Interactive Queries

Improving query performance

In Customer Data Platform (CDP), the transactionsummary table contains the mastercustomerid and mastercustomerid2 attributes. For anonymous customer transactions, the mastercustomerid attribute is set to -1. If your dataset has higher number of anonymous customers and you try to join the transactionsummary and customersummary tables, your query performance is not optimum.

To improve the query performance, you must use mastercustomerid2 and not mastercustomerid. The mastercustomerid2 attribute is a copy of the mastercustomerid attribute. However, the value for mastercustomerid2 is NULL when mastercustomerid is -1 for anonymous transactions. You can use the mastercustomerid2 attribute on the transactionsummary table while using a FULL OUTER JOIN. In this case, your query returns results for anonymous transactions also.

To query anonymous transactions, you can use the mastercustomerid2 attribute. In this case, your WHERE clauses can include mastercustomerid2 = NULL and not mastercustomerid = "-1".

Sample SQL query

SELECT
   customersummary.gender AS "customersummary.gender",
   productsummary.brandname AS "productsummary.brand",
   COUNT(DISTINCT customersummary.mastercustomerid ) AS "all_individuals_count",
   COUNT(DISTINCT transactionsummary.mastercustomerid ) AS "buyer_count",
   COUNT(DISTINCT transactionsummary.transactionid ) AS "transaction_count",
   FROM customersummary AS customersummary
   FULL OUTER JOIN transactionsummary AS transactionsummary
      ON transactionsummary.mastercustomerid2 = customersummary.mastercustomerid
   LEFT JOIN productsummary AS productsummary
      ON transactionsummary.productid = productsummary.id
GROUP BY 1,2
ORDER BY 3 DESC
LIMIT 500

Dataset items
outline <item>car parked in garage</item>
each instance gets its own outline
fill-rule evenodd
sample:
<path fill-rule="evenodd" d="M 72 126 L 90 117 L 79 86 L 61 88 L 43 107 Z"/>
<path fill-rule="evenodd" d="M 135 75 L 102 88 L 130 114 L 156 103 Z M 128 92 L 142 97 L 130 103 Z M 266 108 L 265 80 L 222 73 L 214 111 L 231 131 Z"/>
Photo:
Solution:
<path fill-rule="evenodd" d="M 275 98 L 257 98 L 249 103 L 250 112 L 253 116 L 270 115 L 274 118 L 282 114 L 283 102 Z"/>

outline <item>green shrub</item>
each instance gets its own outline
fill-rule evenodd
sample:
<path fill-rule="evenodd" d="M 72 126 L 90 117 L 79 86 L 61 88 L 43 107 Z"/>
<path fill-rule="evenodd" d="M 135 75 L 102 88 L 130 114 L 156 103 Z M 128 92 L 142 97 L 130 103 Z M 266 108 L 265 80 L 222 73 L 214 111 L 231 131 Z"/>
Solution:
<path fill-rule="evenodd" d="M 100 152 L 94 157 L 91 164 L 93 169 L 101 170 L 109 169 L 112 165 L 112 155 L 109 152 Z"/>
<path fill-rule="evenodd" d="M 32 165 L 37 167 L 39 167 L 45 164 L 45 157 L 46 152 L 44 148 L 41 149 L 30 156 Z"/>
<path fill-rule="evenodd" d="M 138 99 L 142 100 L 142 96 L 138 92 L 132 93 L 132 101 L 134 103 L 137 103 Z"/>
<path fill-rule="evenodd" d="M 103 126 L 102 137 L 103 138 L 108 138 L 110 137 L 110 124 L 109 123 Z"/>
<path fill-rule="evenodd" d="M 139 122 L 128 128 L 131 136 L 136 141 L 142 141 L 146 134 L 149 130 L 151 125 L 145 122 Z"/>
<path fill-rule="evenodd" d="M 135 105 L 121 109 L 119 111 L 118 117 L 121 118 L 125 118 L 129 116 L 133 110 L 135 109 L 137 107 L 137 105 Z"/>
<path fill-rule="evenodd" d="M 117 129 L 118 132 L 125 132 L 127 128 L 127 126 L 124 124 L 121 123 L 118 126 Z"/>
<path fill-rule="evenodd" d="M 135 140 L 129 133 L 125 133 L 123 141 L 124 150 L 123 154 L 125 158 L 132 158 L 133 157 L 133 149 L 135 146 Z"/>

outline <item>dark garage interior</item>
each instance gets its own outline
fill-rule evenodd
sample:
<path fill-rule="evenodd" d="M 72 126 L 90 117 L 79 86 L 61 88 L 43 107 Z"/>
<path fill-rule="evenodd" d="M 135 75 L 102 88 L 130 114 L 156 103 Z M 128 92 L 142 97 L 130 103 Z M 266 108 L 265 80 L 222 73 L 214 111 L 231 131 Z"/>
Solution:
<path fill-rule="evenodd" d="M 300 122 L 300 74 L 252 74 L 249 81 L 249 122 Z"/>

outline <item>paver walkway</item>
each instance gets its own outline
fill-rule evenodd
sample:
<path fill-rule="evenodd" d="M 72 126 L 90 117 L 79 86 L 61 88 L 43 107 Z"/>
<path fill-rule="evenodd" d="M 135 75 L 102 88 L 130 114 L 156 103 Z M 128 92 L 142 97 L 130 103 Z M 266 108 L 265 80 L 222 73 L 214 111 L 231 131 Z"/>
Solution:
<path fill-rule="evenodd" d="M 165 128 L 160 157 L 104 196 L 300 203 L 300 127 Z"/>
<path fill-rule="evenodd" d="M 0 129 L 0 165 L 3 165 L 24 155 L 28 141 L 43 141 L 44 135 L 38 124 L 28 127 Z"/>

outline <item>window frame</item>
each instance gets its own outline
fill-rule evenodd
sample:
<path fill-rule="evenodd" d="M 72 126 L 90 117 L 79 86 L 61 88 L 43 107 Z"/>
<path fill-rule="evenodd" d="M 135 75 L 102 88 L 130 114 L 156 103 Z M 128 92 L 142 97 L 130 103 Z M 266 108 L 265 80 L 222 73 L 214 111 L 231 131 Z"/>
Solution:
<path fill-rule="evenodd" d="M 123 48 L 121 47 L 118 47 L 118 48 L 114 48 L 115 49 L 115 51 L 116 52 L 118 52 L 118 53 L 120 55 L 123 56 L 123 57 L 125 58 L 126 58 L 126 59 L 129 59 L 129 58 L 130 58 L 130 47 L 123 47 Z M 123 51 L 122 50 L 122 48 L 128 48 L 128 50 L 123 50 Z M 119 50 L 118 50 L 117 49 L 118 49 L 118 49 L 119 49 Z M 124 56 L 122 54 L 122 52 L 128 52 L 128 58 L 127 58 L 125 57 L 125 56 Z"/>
---
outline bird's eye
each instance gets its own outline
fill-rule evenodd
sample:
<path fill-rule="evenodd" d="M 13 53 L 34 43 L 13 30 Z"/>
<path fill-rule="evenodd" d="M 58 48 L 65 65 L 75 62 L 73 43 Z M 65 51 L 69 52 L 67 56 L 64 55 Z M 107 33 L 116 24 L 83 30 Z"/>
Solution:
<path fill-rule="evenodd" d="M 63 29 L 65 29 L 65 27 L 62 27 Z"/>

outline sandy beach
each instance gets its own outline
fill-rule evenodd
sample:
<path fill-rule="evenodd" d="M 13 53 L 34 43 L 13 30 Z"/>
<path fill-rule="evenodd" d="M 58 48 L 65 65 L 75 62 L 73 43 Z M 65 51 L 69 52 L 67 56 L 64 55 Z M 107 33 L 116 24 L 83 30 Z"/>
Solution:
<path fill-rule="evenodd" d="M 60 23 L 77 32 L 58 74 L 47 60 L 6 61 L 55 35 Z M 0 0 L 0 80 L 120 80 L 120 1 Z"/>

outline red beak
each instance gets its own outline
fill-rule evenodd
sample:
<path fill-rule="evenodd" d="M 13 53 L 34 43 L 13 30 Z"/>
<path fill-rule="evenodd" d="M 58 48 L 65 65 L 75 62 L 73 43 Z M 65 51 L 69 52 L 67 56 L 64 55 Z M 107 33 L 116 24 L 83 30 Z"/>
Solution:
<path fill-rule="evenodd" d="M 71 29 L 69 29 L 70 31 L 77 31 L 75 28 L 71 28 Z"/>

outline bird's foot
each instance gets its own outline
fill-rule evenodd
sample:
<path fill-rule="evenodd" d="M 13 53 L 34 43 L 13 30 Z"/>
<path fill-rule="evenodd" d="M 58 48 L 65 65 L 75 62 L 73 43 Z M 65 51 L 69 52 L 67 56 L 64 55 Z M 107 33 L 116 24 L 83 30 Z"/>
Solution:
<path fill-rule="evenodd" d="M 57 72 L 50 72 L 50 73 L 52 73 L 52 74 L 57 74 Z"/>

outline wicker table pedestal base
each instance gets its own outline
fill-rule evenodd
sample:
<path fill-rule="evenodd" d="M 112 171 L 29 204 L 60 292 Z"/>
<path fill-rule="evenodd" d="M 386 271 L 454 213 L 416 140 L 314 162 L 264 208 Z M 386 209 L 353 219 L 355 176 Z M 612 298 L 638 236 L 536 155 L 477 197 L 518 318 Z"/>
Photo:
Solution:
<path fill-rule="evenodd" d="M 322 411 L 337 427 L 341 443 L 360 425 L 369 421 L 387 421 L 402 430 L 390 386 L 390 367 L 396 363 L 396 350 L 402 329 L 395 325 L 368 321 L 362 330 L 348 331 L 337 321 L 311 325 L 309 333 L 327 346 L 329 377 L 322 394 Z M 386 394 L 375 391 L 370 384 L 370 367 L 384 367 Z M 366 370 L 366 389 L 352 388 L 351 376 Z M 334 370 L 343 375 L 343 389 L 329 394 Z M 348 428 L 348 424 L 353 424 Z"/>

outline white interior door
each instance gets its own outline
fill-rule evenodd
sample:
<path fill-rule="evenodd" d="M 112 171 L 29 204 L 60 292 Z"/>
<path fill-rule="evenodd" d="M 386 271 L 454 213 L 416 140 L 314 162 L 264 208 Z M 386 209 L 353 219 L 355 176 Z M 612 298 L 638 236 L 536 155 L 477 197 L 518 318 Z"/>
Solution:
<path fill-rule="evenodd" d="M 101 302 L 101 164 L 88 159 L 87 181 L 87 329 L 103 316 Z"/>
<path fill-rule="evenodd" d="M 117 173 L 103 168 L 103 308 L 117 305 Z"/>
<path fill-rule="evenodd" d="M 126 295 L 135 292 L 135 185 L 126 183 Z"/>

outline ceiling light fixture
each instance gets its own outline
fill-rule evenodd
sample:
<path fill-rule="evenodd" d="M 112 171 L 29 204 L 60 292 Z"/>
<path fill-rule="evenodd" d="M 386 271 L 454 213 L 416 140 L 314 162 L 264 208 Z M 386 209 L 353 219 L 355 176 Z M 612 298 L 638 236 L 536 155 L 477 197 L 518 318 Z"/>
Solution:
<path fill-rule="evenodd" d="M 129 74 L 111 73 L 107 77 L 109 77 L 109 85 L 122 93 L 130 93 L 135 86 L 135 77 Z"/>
--
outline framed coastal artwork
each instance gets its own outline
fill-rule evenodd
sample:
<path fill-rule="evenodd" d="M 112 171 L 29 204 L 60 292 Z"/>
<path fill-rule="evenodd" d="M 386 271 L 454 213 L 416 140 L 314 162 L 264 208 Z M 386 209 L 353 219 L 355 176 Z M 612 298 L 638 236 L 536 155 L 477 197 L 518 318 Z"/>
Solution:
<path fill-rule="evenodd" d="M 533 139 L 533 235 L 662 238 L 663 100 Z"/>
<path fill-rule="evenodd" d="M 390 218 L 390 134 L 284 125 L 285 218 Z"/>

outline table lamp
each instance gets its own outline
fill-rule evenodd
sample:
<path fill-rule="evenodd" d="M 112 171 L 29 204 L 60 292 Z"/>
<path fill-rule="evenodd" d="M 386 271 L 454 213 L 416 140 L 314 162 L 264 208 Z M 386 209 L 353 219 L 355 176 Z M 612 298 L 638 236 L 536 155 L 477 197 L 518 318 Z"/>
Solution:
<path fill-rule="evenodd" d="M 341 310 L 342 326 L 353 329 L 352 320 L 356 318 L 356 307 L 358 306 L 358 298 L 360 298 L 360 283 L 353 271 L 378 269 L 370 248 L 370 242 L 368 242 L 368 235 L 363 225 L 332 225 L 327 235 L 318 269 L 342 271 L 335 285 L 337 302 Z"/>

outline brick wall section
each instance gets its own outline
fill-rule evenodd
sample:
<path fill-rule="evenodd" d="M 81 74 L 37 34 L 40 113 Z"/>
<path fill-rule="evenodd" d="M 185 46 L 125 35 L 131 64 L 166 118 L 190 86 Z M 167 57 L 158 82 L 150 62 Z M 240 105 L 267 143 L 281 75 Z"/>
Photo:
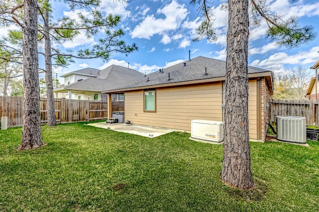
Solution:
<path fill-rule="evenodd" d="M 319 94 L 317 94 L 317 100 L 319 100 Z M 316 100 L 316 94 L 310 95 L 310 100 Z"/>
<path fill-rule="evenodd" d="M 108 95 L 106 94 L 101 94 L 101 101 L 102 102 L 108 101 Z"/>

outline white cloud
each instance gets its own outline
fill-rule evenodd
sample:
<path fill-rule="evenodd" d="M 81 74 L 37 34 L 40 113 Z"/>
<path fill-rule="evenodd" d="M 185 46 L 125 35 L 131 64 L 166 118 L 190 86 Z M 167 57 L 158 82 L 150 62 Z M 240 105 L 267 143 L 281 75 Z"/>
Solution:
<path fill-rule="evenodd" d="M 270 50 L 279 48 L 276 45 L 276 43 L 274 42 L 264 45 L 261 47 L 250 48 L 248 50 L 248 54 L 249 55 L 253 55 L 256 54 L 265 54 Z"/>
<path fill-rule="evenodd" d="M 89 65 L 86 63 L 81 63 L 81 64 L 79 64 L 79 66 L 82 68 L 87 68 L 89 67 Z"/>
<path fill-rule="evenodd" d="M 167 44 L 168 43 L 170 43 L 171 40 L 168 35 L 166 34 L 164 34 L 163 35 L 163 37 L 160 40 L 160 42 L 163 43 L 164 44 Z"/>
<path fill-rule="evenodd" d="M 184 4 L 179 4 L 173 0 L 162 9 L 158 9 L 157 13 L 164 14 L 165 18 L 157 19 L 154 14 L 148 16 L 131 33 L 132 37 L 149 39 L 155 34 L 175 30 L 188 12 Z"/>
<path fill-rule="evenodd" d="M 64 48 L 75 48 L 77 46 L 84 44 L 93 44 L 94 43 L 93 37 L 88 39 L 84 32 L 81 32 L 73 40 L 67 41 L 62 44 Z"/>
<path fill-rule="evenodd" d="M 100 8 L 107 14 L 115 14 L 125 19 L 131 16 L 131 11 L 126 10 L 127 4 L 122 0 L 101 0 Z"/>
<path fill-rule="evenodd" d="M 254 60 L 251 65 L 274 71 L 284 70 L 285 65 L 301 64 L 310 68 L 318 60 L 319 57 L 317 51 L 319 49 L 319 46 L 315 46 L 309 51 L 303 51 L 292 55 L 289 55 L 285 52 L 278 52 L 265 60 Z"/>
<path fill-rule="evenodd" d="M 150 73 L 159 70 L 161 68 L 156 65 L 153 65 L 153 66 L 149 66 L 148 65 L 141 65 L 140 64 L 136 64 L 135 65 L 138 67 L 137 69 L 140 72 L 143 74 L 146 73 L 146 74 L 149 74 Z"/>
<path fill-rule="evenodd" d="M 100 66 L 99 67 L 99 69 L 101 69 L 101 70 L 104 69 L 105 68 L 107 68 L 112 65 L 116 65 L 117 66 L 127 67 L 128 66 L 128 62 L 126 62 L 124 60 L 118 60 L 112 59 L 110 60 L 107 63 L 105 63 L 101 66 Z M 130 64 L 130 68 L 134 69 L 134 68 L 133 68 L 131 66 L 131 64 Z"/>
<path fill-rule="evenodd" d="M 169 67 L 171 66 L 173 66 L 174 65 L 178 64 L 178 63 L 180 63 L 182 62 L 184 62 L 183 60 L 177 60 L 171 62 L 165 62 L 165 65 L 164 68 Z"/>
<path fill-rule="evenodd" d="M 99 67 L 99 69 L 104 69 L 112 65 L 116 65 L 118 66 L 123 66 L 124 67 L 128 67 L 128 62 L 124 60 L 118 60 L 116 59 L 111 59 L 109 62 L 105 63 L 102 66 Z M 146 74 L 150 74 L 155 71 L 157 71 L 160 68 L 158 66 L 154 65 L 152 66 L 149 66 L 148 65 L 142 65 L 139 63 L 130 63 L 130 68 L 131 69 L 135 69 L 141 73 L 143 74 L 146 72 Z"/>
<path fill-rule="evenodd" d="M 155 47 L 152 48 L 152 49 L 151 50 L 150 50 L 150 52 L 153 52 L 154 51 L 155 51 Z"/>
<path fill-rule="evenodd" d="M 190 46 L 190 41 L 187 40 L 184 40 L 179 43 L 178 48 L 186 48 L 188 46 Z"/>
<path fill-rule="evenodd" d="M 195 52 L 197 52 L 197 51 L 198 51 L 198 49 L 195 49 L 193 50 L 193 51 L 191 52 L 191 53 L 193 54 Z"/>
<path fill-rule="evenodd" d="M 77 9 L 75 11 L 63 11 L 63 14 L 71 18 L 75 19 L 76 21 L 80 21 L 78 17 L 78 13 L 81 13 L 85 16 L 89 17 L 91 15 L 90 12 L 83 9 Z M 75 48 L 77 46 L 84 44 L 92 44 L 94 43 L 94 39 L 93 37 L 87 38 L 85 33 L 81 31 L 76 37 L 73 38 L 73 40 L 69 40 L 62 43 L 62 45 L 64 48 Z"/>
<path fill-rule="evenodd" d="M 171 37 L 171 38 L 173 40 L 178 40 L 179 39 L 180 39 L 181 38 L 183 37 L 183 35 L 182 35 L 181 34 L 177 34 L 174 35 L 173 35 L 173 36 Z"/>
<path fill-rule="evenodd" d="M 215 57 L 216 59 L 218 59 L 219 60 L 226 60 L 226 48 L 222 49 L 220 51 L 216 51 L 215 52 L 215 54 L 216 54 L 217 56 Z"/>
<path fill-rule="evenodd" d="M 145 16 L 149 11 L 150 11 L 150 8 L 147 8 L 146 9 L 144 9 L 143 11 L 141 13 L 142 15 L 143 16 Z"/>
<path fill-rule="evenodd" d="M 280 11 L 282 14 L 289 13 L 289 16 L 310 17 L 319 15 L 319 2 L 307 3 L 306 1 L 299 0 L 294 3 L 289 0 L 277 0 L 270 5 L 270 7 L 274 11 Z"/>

== Task instructions ==
**A.** Translate this sentence from the query performance text into Spanish: "The mastercustomerid2 attribute is a copy of the mastercustomerid attribute."
**B.** Reproduce the query performance text from "Improving query performance" to "anonymous transactions also.".

== Task-by-task solutions ==
**A.** El atributo mastercustomerid2 es una copia del atributo mastercustomerid.

**B.**
Improving query performance

In Customer Data Platform (CDP), the transactionsummary table contains the mastercustomerid and mastercustomerid2 attributes. For anonymous customer transactions, the mastercustomerid attribute is set to -1. If your dataset has higher number of anonymous customers and you try to join the transactionsummary and customersummary tables, your query performance is not optimum.

To improve the query performance, you must use mastercustomerid2 and not mastercustomerid. The mastercustomerid2 attribute is a copy of the mastercustomerid attribute. However, the value for mastercustomerid2 is NULL when mastercustomerid is -1 for anonymous transactions. You can use the mastercustomerid2 attribute on the transactionsummary table while using a FULL OUTER JOIN. In this case, your query returns results for anonymous transactions also.